### The problem
Make an exact copy of the entries below.

(Data records)
■ ■ ■ ■

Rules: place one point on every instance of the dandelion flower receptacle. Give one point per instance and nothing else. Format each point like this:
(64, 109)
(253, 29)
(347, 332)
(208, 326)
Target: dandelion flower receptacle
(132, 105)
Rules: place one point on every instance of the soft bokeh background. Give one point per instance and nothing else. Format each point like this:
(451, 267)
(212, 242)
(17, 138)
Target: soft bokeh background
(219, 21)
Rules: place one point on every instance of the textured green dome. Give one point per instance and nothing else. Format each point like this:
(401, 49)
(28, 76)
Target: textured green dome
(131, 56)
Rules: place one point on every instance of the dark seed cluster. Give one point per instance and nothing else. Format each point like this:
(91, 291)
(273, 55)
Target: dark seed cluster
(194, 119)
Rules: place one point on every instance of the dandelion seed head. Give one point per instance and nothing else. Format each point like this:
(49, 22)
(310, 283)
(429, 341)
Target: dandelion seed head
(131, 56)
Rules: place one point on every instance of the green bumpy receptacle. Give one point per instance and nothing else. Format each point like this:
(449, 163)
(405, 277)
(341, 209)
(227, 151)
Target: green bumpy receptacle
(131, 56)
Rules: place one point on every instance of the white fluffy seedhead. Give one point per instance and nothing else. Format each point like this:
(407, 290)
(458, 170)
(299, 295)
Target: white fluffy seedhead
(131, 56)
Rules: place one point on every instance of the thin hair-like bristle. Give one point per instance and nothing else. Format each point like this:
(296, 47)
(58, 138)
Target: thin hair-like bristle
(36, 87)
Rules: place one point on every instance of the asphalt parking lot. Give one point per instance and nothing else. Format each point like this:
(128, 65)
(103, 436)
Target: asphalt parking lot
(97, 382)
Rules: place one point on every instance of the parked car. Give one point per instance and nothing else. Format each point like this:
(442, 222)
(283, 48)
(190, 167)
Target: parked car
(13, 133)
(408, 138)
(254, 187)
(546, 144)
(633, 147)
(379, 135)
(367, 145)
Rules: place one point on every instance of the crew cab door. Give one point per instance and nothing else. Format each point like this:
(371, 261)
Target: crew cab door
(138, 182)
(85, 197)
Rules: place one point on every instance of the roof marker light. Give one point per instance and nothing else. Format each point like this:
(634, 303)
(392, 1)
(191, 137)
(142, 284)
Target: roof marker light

■ ■ ■ ■

### Solution to the exercise
Rules: place one point on every instance of the dandelion flower receptacle. Give one point per instance and nothing else. Format each point like this:
(64, 109)
(253, 29)
(347, 332)
(208, 326)
Target: dandelion flower receptacle
(132, 105)
Rules: place one point on every instance of the soft bokeh background. Give one point per instance and nothing else. Format each point like this:
(451, 267)
(212, 242)
(17, 138)
Target: soft bokeh background
(219, 21)
Rules: place one point on every instance of the textured green dome. Give one point per instance and nothing else. Format each point like this:
(401, 49)
(28, 76)
Target: textured green dome
(131, 56)
Rules: place one point on every instance of the dark seed cluster. Give one point per instance and nothing else. Format each point like this:
(91, 291)
(273, 55)
Target: dark seed cluster
(194, 119)
Rules: place one point on every instance of the dandelion seed head. Give one point per instance and nothing else. Format each point like this:
(49, 22)
(310, 283)
(429, 341)
Target: dandelion seed head
(131, 56)
Rules: place one point on every instance of the green bumpy receptacle. Give one point per instance and nothing else. Format each point like this:
(449, 163)
(405, 277)
(341, 209)
(227, 151)
Target: green bumpy receptacle
(131, 56)
Rules: place one point on every instance of the white fluffy seedhead. Give one point per instance and nothing else. Format each point like this:
(407, 290)
(458, 170)
(299, 295)
Target: white fluffy seedhead
(131, 56)
Rules: place one point on every instance of the thin hair-like bristle. Give one point per instance and nothing else. Format each point like this:
(296, 47)
(58, 138)
Target: thin hair-like bristle
(36, 87)
Rules: place one point on every instance of the asphalt parking lot. Give one point per instance and nothing else. Format each point like this:
(128, 65)
(103, 436)
Target: asphalt parking lot
(97, 382)
Rules: place one point on every instance of the parked car. Give one point per instance and nothing else. Format each point like this:
(442, 222)
(283, 48)
(190, 167)
Target: parked car
(13, 133)
(408, 138)
(254, 187)
(546, 144)
(633, 147)
(379, 135)
(367, 145)
Rules: place one point on every instance of the crew cab door. Give one point per instance and nothing else. Format each point like this:
(371, 261)
Target: crew cab door
(138, 182)
(85, 197)
Rules: place one point on every instance of the roof marker light. Give one point per instance and nothing else. Format each point like this:
(634, 303)
(392, 1)
(191, 137)
(142, 284)
Target: roof marker light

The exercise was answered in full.